JOBS:
1) In the passage on decoding the contract function, the author guesses that the function is some variation of which function?
2) From the passage on decoding the contract function, copy the text between "I wasn’t 100%" and "didn’t find anything.", inclusive.
++++ PASSAGE PROVIDED ++++
Analyzing Etherscan, it looks like all 0x78111f6 is used for manipulating Uniswap v3 positions. It would be interesting to analyze historically if that’s all this function has ever been used for, but we haven’t done that yet.

I wasn’t 100% sure where to start, so I ended up trying a few different things. I kept on looking at the decompilation, and was somewhat confident that the first argument was address, and was willing to guess that the next was bytes just by eyeballing the validation. That, and the fact that the body of the function seemed based around a delegatecall made me willing to guess that this was some variation of execute(address,bytes), maybe with an additional argument. I poked around GitHub, particularly around DappSys’s contracts, but didn’t find anything.
++++ INFORMATION SUPPLIED ++++
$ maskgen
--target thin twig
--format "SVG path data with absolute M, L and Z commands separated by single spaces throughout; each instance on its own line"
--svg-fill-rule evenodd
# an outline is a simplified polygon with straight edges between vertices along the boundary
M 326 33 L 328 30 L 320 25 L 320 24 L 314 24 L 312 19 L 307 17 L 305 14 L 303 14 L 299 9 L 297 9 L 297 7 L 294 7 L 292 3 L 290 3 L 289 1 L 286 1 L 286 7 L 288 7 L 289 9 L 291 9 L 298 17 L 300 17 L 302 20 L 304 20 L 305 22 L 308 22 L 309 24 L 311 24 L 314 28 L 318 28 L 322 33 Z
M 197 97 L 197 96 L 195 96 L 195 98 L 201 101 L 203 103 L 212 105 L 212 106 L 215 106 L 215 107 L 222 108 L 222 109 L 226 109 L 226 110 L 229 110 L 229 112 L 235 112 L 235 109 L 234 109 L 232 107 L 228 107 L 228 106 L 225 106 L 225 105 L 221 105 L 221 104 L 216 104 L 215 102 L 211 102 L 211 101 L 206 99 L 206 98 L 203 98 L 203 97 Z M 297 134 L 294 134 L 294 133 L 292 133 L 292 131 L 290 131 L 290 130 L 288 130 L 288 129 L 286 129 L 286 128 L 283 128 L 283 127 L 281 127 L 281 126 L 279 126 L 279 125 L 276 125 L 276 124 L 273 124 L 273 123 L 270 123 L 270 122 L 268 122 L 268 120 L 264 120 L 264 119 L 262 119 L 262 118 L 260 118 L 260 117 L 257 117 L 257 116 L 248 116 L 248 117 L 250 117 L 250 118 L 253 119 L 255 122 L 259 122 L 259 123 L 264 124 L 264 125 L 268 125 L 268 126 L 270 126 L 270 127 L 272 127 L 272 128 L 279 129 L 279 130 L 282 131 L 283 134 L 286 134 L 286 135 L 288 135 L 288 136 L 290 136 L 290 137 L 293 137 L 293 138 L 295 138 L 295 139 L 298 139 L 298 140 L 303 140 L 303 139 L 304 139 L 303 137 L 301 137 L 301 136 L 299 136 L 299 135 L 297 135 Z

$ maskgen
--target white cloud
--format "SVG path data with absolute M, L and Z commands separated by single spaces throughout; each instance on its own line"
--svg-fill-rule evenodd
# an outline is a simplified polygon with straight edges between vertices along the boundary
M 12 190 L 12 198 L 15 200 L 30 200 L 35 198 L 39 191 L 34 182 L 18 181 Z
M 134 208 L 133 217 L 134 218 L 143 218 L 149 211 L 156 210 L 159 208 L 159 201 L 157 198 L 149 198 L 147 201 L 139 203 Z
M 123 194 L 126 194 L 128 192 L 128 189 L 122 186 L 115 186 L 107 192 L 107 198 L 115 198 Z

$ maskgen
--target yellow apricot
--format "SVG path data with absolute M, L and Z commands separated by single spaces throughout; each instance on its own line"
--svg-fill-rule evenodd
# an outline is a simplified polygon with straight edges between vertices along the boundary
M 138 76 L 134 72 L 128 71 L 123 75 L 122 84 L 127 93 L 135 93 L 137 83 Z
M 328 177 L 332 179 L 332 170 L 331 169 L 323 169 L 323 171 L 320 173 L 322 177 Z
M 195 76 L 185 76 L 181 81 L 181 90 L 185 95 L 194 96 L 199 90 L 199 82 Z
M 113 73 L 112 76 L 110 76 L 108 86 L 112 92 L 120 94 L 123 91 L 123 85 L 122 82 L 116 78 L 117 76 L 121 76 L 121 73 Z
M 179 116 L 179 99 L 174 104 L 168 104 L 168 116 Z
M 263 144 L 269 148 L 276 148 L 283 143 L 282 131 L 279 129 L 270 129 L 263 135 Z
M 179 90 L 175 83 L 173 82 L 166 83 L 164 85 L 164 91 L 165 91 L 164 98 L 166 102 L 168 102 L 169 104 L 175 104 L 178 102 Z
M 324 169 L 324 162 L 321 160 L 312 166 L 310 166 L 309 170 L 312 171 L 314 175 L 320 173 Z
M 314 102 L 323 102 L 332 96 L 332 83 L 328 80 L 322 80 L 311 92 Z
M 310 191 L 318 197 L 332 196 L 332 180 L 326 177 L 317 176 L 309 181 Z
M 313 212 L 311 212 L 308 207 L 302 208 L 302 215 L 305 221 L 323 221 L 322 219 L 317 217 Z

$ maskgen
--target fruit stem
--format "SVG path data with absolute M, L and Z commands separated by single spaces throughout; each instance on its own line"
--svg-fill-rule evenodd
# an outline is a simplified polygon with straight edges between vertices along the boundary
++++
WRITTEN ANSWERS:
1) execute(address,bytes), perhaps with an additional argument.

2)
I wasn’t 100% sure where to start, so I ended up trying a few different things. I kept on looking at the decompilation, and was somewhat confident that the first argument was address, and was willing to guess that the next was bytes just by eyeballing the validation. That, and the fact that the body of the function seemed based around a delegatecall made me willing to guess that this was some variation of execute(address,bytes), maybe with an additional argument. I poked around GitHub, particularly around DappSys’s contracts, but didn’t find anything.